[Point localization data]
....................

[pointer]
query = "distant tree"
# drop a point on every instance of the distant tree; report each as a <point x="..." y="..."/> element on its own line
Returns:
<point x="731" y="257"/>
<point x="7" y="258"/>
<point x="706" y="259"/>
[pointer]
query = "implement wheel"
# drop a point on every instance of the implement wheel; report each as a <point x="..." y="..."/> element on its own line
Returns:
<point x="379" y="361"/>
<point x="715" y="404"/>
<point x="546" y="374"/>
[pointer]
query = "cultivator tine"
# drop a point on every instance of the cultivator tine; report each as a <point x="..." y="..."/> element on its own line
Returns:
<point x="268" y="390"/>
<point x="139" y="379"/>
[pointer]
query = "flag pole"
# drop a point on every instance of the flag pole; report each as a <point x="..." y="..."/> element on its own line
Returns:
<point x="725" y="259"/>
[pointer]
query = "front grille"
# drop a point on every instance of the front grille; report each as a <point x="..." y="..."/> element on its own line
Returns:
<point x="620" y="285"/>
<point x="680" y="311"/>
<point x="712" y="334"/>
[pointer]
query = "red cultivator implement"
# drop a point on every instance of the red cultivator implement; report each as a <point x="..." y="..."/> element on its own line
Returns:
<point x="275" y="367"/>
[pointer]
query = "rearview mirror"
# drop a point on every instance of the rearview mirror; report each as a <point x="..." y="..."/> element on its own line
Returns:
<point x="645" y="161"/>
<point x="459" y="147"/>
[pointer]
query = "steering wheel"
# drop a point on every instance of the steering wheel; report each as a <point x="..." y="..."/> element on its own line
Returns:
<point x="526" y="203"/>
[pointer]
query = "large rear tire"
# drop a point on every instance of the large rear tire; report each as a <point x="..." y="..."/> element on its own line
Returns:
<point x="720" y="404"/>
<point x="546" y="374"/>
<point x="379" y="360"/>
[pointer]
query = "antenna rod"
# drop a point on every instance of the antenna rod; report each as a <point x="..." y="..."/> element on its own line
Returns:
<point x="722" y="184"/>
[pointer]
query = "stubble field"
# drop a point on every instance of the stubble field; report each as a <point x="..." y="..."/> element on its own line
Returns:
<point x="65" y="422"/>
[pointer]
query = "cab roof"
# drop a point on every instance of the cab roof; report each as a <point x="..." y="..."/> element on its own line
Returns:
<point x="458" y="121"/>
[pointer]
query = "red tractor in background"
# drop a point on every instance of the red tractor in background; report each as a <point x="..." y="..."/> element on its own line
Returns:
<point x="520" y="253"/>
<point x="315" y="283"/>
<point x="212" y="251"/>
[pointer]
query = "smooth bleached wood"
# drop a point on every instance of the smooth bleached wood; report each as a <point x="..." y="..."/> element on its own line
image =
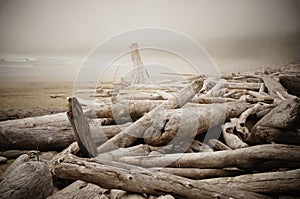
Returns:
<point x="29" y="180"/>
<point x="112" y="175"/>
<point x="277" y="155"/>
<point x="127" y="137"/>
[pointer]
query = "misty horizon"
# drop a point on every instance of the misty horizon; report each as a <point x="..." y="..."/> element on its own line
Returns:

....................

What to do> Without any pictures, retype the records above exactly.

Output>
[pointer]
query = "distant tree"
# drop a point on every instance of the distant tree; report each as a <point x="..." y="..."/> element on its own line
Returns:
<point x="731" y="257"/>
<point x="7" y="258"/>
<point x="706" y="259"/>
[pointer]
query = "implement wheel"
# drop a point on every instance of the implement wheel; report each as a <point x="..." y="..."/> element on its own line
Returns:
<point x="379" y="361"/>
<point x="715" y="404"/>
<point x="546" y="374"/>
[pointer]
query = "cultivator tine"
# drop a point on every instance of the cultivator tine; report each as a <point x="..." y="..."/> element on its own line
Returns:
<point x="268" y="390"/>
<point x="139" y="379"/>
[pointer]
query = "flag pole"
# drop a point on every instance of the flag pole; report each as a <point x="..." y="..."/> element on its own line
Returns:
<point x="725" y="259"/>
[pointer]
query = "front grille"
# drop a point on every instance of the front grille; report each as a <point x="..." y="..."/> element on its own line
Returns:
<point x="620" y="285"/>
<point x="680" y="311"/>
<point x="712" y="334"/>
[pointer]
query = "red cultivator implement"
# drop a point on every instance of the red cultivator implement; report each as a <point x="..." y="..."/> element on its own line
Returns:
<point x="275" y="367"/>
[pointer]
query = "rearview mirror"
# drop a point on every instance of the rearview mirror; report each as a <point x="..." y="..."/> element on its own line
Returns:
<point x="645" y="161"/>
<point x="459" y="147"/>
[pointer]
query = "steering wheel"
# drop a point on every instance of the steering wheel; report each as a <point x="..." y="..."/> element on its own line
Returns:
<point x="526" y="203"/>
[pointer]
query = "large rear tire"
# drop a point on every instance of the large rear tire; report each as a <point x="..." y="..."/> element on its own line
Returns:
<point x="720" y="404"/>
<point x="546" y="374"/>
<point x="379" y="360"/>
[pointer]
query = "antenna rod"
# drop a point on every instance of the antenna rod; report each as a <point x="..." y="..."/> element on its own line
Returns:
<point x="722" y="184"/>
[pointer]
query = "stubble field"
# drop a point on every instance of the stubble field; report each as a <point x="..." y="..."/> element on its own line
Returns:
<point x="65" y="422"/>
[pointer]
query = "cab roof"
# drop a point on every instance of the cab roof; report each as a <point x="..." y="..."/> element on its own line
Returns:
<point x="458" y="121"/>
[pointer]
query = "red tractor in background"
# drop a point on every instance of the red tractor in background; report each as a <point x="..." y="..."/> element on its own line
Returns:
<point x="520" y="253"/>
<point x="315" y="283"/>
<point x="212" y="251"/>
[pointer]
query = "smooth bleached wood"
# drop a point on every instance of the smooth bleached wood; report each as a <point x="..." y="..."/> element on its own line
image =
Returns:
<point x="29" y="180"/>
<point x="112" y="175"/>
<point x="277" y="155"/>
<point x="127" y="137"/>
[pointer]
query = "misty horizon"
# drop a point on every instance of the misty horizon; report each as a <point x="..." y="..."/> element on its own line
Returns:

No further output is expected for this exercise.